[原文節錄]:
復盤細節、審查邏輯、針對弱點。
涉案關鍵證據審查效果如何,直接關系到能否確定案件的最佳辯護策略除了從證據取證程序、證據的準確性、證據的法律依據、證據的關聯性以及證據的科學性等思路切入審查外,如何進一步審査關鍵證據,才能快捷高效,也是辯護律師需要思考的問題。總體而言,辯護律師可以通過復盤關鍵證據的取證過程和證據細節、按照關鍵證據的邏輯審查各個邏輯鏈條、針對關鍵證據的弱點進行審查的方法,嘗試推翻關鍵證據。
一、復盤取證過程、證據細節
審查關鍵證據的方法,首要的就是對辦案機關的取證過程,進行重新推演、復盤取證過程的真實性、合法性、關聯性。根據案卷材料,將自己設定為辦案機關取證過程的見證者甚至親歷者的角色,推演每一份關鍵證據的獲取過程,復核辦案機關取證的過程和證據細節。通過復盤取證過程、復盤證據細節,該關鍵證據是否具備真實性、合法性、關聯性,是否準確、合理、科學,就清晰透徹了。在這個基礎上,辯護律師就可以寫出比較具有說服力的質證意見。下面,筆者以兩個示例來稍作分析。

[擷取資訊]:
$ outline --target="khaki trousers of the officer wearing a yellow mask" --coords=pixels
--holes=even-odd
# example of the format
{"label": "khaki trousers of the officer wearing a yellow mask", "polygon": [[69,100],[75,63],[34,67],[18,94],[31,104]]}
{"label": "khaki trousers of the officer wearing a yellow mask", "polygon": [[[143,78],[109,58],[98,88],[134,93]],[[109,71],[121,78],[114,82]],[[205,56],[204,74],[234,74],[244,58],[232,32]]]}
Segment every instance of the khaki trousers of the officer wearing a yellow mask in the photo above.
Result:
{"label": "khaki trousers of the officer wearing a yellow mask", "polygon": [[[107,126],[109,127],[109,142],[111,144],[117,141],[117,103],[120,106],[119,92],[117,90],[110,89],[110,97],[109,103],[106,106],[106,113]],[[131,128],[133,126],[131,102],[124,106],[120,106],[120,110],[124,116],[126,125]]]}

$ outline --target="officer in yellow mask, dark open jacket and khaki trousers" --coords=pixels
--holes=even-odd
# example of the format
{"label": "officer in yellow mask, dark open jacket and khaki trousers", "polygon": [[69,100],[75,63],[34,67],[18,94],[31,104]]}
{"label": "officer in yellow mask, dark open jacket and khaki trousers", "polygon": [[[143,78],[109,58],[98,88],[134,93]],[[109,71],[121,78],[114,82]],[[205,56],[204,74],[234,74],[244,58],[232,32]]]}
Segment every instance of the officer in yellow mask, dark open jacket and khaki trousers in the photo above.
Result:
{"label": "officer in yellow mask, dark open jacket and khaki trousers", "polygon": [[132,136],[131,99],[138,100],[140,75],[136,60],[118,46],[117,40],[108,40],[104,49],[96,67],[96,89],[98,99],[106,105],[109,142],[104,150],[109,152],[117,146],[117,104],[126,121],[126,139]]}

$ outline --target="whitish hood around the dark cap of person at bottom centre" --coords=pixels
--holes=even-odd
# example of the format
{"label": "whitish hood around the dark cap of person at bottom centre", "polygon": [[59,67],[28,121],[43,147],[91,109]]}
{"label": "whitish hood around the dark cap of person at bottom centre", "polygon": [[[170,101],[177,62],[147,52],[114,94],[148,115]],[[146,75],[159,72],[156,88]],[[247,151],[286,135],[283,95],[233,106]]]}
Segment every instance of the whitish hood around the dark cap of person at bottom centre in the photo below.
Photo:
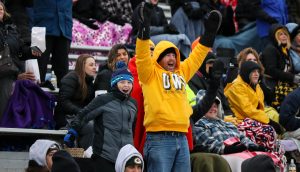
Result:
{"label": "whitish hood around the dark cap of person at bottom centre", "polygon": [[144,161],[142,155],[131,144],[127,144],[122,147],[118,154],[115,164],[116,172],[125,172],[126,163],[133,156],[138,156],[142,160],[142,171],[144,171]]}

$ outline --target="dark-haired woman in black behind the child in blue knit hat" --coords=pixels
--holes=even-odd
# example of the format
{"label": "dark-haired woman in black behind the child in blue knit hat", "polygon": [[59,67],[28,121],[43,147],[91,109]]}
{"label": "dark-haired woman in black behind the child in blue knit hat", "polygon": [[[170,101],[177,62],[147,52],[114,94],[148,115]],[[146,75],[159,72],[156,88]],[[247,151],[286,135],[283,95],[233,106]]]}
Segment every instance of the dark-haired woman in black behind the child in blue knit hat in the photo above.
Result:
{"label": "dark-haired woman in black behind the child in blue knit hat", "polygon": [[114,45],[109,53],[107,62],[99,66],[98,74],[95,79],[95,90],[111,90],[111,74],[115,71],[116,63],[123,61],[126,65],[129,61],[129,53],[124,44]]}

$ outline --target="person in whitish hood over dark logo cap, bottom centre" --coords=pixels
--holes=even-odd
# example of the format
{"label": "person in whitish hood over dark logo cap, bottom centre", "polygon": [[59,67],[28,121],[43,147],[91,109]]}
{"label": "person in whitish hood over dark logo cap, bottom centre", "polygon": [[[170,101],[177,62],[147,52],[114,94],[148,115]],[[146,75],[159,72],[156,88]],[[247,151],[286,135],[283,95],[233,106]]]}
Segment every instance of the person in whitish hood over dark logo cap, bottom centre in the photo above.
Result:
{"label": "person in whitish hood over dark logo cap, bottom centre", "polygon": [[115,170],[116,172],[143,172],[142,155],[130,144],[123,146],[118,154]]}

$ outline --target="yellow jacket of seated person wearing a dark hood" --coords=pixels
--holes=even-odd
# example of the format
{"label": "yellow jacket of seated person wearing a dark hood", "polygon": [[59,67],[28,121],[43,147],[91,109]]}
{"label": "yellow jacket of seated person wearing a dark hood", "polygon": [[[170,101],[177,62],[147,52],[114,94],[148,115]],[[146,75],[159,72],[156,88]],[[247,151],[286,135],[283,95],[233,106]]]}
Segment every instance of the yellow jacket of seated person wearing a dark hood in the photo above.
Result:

[完成下列任務]:
1. 請把談審查關鍵證據的文章中從“復盤細節、審查邏輯、針對弱點。”開始、一直到“查的方法,嘗試推翻關鍵證據。”為止的文字原樣返回。
2. 根據談審查關鍵證據的文章,審查關鍵證據的方法中,首要的一步是什麼?
3. 請從談審查關鍵證據的文章最後一句之後接著往下寫。

[你的回答]:
1.
復盤細節、審查邏輯、針對弱點。
涉案關鍵證據審查效果如何,直接關系到能否確定案件的最佳辯護策略除了從證據取證程序、證據的準確性、證據的法律依據、證據的關聯性以及證據的科學性等思路切入審查外,如何進一步審査關鍵證據,才能快捷高效,也是辯護律師需要思考的問題。總體而言,辯護律師可以通過復盤關鍵證據的取證過程和證據細節、按照關鍵證據的邏輯審查各個邏輯鏈條、針對關鍵證據的弱點進行審查的方法,嘗試推翻關鍵證據。

2. 對辦案機關的取證過程進行重新推演,復盤取證過程的真實性、合法性、關聯性。

3.
例如,復盤《法醫學活體檢驗鑒定書》
對于被害人損傷的案件,往往會有《法醫學活體檢驗鑒定書》,對被害人的損傷情況進行鑒定,該鑒定書一般來說都是非常權威的。但因為辯護律師并非法醫鑒定專業人士,提出的質疑如果理據不充分,則基本上不會受重視。對于傷情鑒定報告,辯護律師往往需要復盤鑒定過程,從鑒定依據、鑒定過程、鑒定結果等方面對該證據進行重新推演,以盡量專業的視角,來審視《法醫學活體檢驗鑒定書》是否符合法律規定。
(一)鑒定標準是否正確
鑒定標準是鑒定人員出具鑒定報告必須遵守的規范,也是傷情鑒定結論的根基。在謝某故意傷害案中,公安機關委托某司法鑒定中心對被害人的損傷情況進行鑒定,出具了《法醫學活體檢驗鑒定書》,認定被害人的損傷程度為輕微傷。
辯護律師在復盤時,就發現,這份傷情鑒定意見存在很多問題,最基礎的問題就是鑒定標準用錯了。被害人受傷的時間是2014 年以前,在2014年1月1日之前,人體損傷程度鑒定標準有三項:《人體重傷鑒定標準》(1990年)、《人體輕傷鑒定標準(試行)》(1990年)《人體輕微傷的鑒定標準》(1996年)2014年1月1日起,這三個標準同時廢止,統一適用《人體損傷程度鑒定標準》。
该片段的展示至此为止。